== RECORDS PROVIDED
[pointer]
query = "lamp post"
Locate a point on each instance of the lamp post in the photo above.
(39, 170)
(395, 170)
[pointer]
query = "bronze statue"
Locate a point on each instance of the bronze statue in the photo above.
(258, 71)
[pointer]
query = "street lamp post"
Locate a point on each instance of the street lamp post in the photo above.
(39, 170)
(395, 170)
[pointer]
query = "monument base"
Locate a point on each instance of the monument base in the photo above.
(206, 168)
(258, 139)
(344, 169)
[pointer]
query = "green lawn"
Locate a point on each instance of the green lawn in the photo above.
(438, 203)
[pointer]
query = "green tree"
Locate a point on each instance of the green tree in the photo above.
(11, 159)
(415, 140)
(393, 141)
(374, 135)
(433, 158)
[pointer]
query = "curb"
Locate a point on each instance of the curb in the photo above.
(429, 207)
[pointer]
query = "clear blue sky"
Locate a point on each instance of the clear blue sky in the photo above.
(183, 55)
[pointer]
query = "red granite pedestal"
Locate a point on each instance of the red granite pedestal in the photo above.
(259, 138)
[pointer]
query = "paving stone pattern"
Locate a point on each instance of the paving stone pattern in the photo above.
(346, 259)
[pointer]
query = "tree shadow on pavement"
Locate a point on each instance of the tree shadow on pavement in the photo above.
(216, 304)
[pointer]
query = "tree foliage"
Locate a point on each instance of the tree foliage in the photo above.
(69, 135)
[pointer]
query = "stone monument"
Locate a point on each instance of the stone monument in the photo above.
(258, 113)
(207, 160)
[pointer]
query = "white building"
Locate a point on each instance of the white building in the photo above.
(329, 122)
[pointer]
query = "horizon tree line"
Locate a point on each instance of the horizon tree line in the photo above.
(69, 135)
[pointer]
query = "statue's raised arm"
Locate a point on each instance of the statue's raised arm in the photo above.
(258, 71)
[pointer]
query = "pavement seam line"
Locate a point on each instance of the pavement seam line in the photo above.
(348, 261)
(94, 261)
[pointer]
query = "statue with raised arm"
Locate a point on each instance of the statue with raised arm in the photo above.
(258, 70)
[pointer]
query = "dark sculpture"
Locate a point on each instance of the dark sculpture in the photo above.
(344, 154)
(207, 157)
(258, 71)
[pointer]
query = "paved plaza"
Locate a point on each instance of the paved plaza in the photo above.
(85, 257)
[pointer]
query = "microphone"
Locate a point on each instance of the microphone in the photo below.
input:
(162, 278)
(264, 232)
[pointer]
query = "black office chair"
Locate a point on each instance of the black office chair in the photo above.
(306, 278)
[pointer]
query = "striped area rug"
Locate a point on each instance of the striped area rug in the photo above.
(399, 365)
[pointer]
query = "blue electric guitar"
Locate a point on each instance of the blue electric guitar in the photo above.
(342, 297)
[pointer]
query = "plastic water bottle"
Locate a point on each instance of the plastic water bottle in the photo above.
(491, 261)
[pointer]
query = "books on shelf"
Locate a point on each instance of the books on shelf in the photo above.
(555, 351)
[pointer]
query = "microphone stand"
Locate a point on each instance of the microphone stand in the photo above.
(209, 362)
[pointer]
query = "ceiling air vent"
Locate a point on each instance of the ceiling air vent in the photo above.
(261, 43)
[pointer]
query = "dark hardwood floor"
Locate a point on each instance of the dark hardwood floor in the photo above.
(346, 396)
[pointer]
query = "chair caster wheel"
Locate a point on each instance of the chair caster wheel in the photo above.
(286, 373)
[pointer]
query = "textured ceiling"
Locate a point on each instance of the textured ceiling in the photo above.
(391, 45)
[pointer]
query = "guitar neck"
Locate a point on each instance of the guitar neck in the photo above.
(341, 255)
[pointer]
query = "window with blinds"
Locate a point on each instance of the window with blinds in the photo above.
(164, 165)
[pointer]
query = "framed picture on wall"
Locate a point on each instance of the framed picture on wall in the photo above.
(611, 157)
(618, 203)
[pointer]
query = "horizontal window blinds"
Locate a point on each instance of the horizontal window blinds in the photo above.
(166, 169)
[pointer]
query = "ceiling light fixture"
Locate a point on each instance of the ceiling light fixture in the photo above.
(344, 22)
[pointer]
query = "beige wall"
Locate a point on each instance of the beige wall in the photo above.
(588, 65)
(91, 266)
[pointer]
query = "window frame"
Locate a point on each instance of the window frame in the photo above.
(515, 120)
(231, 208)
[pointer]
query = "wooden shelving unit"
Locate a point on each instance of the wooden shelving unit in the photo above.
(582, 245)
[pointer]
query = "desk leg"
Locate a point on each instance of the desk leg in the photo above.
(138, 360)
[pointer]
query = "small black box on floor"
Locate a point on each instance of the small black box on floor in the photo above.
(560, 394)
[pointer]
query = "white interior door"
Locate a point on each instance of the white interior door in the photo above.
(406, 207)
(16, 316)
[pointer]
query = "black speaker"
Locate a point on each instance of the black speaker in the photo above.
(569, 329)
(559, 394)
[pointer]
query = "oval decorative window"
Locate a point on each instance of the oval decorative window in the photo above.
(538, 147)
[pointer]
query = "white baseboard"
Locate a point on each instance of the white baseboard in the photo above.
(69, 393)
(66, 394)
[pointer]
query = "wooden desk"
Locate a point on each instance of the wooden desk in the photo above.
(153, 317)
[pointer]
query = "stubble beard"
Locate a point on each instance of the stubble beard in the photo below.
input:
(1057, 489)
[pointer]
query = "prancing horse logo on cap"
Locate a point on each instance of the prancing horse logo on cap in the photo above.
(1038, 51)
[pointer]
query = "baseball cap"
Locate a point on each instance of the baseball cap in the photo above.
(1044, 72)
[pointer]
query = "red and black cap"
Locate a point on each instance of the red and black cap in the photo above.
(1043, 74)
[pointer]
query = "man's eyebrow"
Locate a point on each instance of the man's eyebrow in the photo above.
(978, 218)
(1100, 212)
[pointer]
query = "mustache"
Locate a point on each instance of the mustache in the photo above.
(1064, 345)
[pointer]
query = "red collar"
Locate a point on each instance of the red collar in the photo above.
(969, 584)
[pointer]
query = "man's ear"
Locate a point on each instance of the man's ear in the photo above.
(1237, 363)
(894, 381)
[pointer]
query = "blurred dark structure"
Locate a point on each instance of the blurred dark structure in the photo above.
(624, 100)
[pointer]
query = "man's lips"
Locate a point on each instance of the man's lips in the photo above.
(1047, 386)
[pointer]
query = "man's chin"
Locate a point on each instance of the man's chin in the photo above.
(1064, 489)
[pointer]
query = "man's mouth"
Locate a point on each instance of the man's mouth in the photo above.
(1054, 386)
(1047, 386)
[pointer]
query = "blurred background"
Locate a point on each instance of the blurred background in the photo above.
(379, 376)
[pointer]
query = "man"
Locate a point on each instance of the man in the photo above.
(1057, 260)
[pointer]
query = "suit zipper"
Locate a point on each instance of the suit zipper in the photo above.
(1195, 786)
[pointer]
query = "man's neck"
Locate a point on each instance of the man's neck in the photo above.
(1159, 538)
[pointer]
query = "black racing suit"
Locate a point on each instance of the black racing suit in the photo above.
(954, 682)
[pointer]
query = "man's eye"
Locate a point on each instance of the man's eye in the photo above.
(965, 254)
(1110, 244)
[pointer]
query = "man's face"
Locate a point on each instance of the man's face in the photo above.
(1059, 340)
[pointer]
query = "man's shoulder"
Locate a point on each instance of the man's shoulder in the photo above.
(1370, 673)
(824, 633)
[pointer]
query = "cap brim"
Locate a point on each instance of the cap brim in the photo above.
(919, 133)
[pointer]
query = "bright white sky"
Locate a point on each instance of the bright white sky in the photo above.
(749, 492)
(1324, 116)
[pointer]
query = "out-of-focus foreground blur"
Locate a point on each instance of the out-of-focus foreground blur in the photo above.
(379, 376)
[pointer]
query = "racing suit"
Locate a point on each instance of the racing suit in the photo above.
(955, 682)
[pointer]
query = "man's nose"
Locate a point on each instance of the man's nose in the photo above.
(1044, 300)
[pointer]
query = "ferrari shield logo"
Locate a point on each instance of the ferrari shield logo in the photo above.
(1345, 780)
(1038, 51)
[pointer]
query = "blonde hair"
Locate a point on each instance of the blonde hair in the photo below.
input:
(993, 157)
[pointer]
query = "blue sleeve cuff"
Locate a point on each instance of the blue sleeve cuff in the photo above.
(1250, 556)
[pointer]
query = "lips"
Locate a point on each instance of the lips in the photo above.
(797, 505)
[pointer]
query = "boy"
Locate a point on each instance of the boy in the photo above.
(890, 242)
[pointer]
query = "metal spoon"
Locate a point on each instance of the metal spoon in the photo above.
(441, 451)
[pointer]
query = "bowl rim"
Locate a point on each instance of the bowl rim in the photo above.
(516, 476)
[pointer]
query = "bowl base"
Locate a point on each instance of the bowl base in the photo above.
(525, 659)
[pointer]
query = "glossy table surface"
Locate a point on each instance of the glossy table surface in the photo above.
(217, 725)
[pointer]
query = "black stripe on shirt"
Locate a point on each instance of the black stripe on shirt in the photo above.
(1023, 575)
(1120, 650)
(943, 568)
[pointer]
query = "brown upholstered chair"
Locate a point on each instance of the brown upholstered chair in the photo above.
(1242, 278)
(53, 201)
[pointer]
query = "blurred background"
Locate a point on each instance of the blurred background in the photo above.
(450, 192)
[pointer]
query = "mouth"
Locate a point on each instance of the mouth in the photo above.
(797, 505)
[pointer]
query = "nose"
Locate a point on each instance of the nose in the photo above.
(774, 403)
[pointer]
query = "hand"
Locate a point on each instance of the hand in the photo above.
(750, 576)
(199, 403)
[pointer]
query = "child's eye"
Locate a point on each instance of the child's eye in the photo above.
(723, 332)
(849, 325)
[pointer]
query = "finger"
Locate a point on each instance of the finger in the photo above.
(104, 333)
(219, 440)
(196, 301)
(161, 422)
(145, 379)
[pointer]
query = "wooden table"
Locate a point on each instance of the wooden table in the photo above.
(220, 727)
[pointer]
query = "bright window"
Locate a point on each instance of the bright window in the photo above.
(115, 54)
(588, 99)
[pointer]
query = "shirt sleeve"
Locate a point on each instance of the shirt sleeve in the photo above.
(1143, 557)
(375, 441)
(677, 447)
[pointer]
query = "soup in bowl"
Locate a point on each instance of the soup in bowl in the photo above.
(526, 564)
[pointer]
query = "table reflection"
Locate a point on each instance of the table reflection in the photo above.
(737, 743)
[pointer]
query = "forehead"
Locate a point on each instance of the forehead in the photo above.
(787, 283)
====
◆ EXERCISE INSTRUCTIONS
Identify every line in the entries above that contains the word "stone", and copy each of those lines in full.

◆ REPLY
query = "paving stone pattern"
Locate a point on each instance of the paving stone pattern in the photo above.
query = "stone monument"
Locate a point on each instance of the stone monument in the photo above.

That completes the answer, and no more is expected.